# [Required work]
Output the records that follow, with every character intact.

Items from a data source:
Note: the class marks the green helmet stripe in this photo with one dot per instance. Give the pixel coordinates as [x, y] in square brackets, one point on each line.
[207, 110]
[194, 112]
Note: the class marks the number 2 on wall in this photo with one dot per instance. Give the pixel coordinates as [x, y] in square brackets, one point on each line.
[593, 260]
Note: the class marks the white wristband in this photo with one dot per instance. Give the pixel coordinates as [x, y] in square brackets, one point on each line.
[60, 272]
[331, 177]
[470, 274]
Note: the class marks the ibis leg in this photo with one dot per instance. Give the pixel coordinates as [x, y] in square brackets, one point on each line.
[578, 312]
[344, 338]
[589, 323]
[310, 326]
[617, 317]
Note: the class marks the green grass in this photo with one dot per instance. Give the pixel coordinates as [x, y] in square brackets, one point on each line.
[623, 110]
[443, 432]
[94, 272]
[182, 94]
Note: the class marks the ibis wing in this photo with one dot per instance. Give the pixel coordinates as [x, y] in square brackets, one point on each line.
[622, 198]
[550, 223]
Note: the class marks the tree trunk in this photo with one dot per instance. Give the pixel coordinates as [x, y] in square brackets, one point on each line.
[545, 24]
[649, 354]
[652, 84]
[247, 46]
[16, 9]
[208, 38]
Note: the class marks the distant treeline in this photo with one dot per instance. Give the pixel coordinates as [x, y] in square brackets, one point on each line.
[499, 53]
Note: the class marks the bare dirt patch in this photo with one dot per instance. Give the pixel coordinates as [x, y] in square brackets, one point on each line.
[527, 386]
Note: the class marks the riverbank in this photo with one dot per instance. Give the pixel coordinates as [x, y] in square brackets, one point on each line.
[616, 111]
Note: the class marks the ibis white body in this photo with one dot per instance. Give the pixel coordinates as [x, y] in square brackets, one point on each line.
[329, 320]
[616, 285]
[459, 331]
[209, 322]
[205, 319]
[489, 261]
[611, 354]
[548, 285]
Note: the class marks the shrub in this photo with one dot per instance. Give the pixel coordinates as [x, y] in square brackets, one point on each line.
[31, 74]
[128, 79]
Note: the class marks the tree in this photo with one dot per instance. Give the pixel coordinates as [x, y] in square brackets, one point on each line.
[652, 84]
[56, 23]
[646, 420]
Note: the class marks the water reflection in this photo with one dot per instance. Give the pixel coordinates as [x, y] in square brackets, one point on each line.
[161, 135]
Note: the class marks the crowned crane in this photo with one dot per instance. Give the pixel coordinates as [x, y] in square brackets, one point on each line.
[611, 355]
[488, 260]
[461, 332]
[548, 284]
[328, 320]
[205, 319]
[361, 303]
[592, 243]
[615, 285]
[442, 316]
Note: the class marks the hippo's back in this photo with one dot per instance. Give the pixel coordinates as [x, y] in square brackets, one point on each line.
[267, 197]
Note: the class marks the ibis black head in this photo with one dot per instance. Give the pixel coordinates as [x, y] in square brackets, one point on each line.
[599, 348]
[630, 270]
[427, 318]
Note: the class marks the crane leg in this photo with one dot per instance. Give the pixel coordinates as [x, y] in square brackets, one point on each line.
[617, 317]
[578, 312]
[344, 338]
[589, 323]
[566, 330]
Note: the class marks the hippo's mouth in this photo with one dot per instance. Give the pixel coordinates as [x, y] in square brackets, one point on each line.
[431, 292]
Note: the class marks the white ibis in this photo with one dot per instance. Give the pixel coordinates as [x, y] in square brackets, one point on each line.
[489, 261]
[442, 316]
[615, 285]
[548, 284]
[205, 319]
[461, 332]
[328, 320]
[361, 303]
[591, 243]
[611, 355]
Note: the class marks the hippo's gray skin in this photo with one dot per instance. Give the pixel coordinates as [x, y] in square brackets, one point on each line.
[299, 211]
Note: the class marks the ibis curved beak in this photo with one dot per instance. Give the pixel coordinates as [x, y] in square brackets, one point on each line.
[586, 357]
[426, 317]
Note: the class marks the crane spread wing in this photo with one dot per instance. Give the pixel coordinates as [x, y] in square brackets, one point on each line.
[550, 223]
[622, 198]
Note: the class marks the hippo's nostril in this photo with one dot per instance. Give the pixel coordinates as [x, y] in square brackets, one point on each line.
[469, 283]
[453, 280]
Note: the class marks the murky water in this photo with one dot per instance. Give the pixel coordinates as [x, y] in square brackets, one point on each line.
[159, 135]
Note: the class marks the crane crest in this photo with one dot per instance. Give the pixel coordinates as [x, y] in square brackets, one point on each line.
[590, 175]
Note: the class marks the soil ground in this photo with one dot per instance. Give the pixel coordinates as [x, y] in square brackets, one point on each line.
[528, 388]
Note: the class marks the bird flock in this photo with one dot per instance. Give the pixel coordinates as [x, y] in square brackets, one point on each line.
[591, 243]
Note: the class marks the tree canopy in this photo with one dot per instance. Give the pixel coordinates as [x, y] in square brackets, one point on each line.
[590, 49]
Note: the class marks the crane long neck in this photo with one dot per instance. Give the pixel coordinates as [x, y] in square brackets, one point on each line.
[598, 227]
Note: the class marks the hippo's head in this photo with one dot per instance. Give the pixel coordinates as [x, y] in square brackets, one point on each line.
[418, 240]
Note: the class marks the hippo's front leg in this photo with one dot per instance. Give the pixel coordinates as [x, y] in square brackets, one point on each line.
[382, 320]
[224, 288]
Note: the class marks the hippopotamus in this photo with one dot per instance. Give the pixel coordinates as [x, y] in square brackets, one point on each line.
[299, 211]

# [Exercise result]
Note: the class marks the green helmet stripe in this photo with one dot per instance. Give the pixel coordinates as [x, y] in square brackets, one point on each line.
[207, 110]
[194, 112]
Note: the class marks the number 2 on wall in this photo with one dot per instance. Give the pixel coordinates as [x, y] in square brackets, one point on each line.
[593, 260]
Note: the class marks the white wristband in this photo with one dot per instance. Give the pixel coordinates as [x, y] in square brackets, one point on each line.
[60, 272]
[331, 177]
[470, 274]
Note: the class marks the ibis leg in this photo with one dot per instance. Give the pixel coordinates as [x, y] in square brackets, one point on each line.
[578, 312]
[344, 338]
[589, 323]
[310, 326]
[617, 317]
Note: the class marks the green grass in this photo with one dot per instance. Give the pixel coordinates as [x, y] in square brackets, one point on each line.
[623, 110]
[443, 432]
[94, 272]
[182, 94]
Note: the class marks the ibis wing in this photo with one dot per instance. Give the pixel coordinates as [x, y] in square brackets, one point on each line.
[622, 198]
[550, 223]
Note: the class marks the tree trunk in this photo with one dot per instance. Give the pixel coordinates as [x, y] in square brackets, one point on each line.
[545, 24]
[649, 354]
[652, 84]
[247, 46]
[16, 9]
[208, 38]
Note: the class marks the distant treeline in this photo with one dot per instance. Give the pixel coordinates as [x, y] in square brackets, one point on each line.
[499, 53]
Note: the class marks the bare dirt patch in this photo with one dot per instance. Give the pixel coordinates as [x, y] in square brackets, one point on each line.
[527, 386]
Note: the class marks the riverbank in this photo with one dot per instance. Give the pixel coordinates as [x, y] in square brackets, one point on each line.
[616, 111]
Note: the class marks the ibis white body in this photo with one dot per instance. Give the pixel coordinates as [x, y] in square brackets, one point on each line.
[329, 320]
[616, 285]
[459, 331]
[209, 322]
[205, 319]
[489, 261]
[611, 354]
[548, 285]
Note: the class marks the shrub in this photo with one dot per instance. Give the pixel coordinates as [x, y] in square brackets, one point on each line.
[31, 74]
[128, 79]
Note: the class marks the tree in this photo with one dot per instance. Give the pixel coordinates as [x, y] in square brackets, one point on each line.
[652, 84]
[56, 23]
[646, 420]
Note: the class marks the water reflection in this photo with one dot per instance. Give the pixel coordinates as [x, y] in square brackets, one point on each line.
[161, 135]
Note: the class marks the crowned crane in this photo with one dot per instance. Give the pixel coordinates as [x, y] in square brackets, one point on each line.
[611, 355]
[488, 260]
[461, 332]
[548, 284]
[328, 320]
[205, 319]
[361, 303]
[592, 243]
[615, 285]
[442, 316]
Note: the class marks the hippo's back in this photo with one dot per instance. Give the pixel coordinates as [x, y] in square brackets, one point on each line.
[267, 197]
Note: the class marks the ibis black head in this photo with one dot per instance. Give the pixel coordinates as [x, y] in square brackets, one point on each line.
[599, 348]
[630, 270]
[427, 318]
Note: the class marks the crane leg in this photo with one dot per instance. Give the pixel coordinates as [x, y] in square brackets, one point on each line.
[617, 317]
[578, 312]
[344, 338]
[589, 323]
[566, 330]
Note: the class marks the hippo's mouth in this photo with one dot per instance. Give the pixel coordinates as [x, y] in square brackets, one point on each line.
[431, 292]
Note: the class marks the white ibis in this photo with one dot per instance. Give the pixel coordinates as [x, y] in square brackets, one point on each line.
[489, 261]
[442, 316]
[615, 285]
[548, 284]
[205, 319]
[461, 332]
[328, 320]
[361, 303]
[591, 243]
[611, 355]
Note: the class marks the hippo's gray skin in this photo with one dot per instance. Give the pixel coordinates as [x, y] in square brackets, one point on each line.
[299, 211]
Note: the class marks the ibis curved beak in this photo with one dot per instance. Give the pixel coordinates as [x, y] in square brackets, one point on each line.
[586, 357]
[426, 317]
Note: the class marks the crane spread wing in this photo with one dot per instance. Give the pixel coordinates as [x, y] in square brackets, one point on each line.
[550, 223]
[622, 198]
Note: the class marks the hippo's nostril in this photo with one dot per instance. Give the pixel coordinates as [x, y] in square brackets, one point on each line.
[469, 283]
[453, 280]
Note: the class marks the murky water in this photo with one dot per instance. Give the pixel coordinates as [x, y] in square brackets, one point on each line.
[159, 135]
Note: the class marks the crane crest in this photo with one dot per instance. Give the pixel coordinates as [x, y] in square brackets, one point on each line.
[590, 175]
Note: the class marks the soil ground in this photo with one dot per instance. Give the pixel coordinates as [x, y] in square brackets, one point on each line.
[528, 388]
Note: the class marks the bird flock in this photo with one dot per instance. Give the pixel coordinates as [x, y] in square brackets, one point on each line.
[591, 243]
Note: the class marks the tree canopy in this photo with one dot per instance. Give the pixel coordinates as [x, y] in square brackets, one point on each line.
[590, 49]
Note: the class marks the crane long neck in this photo with one dot per instance. Give the pixel coordinates as [x, y] in square brackets, one point on each line.
[598, 227]
Note: the class marks the hippo's head in this photo with one dot per instance. Give the pixel coordinates as [x, y] in square brackets, one point on each line.
[418, 240]
Note: the class marks the hippo's front leg in this photo with one dot per instance. Give the pixel coordinates as [x, y] in square brackets, one point on each line.
[382, 320]
[224, 288]
Note: the class marks the hippopotamus in this photo with one dot per instance. Give the pixel coordinates as [x, y] in square brackets, one point on each line.
[299, 211]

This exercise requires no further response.